Point-based annotation data
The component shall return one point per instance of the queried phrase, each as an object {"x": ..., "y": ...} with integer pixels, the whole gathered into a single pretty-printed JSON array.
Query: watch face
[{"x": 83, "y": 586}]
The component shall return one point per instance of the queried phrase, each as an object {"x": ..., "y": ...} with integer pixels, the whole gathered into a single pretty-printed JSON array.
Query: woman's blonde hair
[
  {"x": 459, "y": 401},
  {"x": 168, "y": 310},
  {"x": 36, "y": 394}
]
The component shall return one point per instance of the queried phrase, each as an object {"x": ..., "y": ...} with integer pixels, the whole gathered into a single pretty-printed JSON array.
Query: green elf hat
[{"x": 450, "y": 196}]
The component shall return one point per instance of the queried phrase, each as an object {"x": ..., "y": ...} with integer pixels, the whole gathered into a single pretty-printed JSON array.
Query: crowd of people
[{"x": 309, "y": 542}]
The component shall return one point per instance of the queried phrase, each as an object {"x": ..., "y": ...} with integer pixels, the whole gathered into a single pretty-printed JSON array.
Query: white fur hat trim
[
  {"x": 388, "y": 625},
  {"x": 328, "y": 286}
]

> **EXERCISE OBJECTIVE**
Your task is to transcribe the material exactly.

> **FULL ANSWER**
The component shall return one point per instance of the queried phrase, each as an object {"x": ..., "y": ...} with integer pixels, the whole gathered into a single pretty-printed JSON array.
Query: watch face
[{"x": 83, "y": 586}]
The component shall return one point per instance of the queried phrase, each as an object {"x": ..., "y": ...} with integer pixels, the whole gathered into a single pretty-printed JSON array.
Query: woman's blonde hair
[
  {"x": 459, "y": 401},
  {"x": 168, "y": 310},
  {"x": 36, "y": 394}
]
The component shall return one point per instance of the queried phrase, each as an object {"x": ..., "y": ...} with integer pixels, the whole gathered into a single pretty-printed JSON array.
Query: green elf hat
[{"x": 450, "y": 196}]
The component shall return one point per instance of the queried phrase, each as an object {"x": ..., "y": ...} with integer pixels, the whole gathered into a single pretty-printed JSON array.
Query: crowd of people
[{"x": 309, "y": 542}]
The component shall return one point per instance of the queried phrase, each as an object {"x": ..., "y": ...} with integer pixels, the whole gathered into a single pretty-printed JSON array.
Query: white fur hat trim
[
  {"x": 388, "y": 625},
  {"x": 328, "y": 286}
]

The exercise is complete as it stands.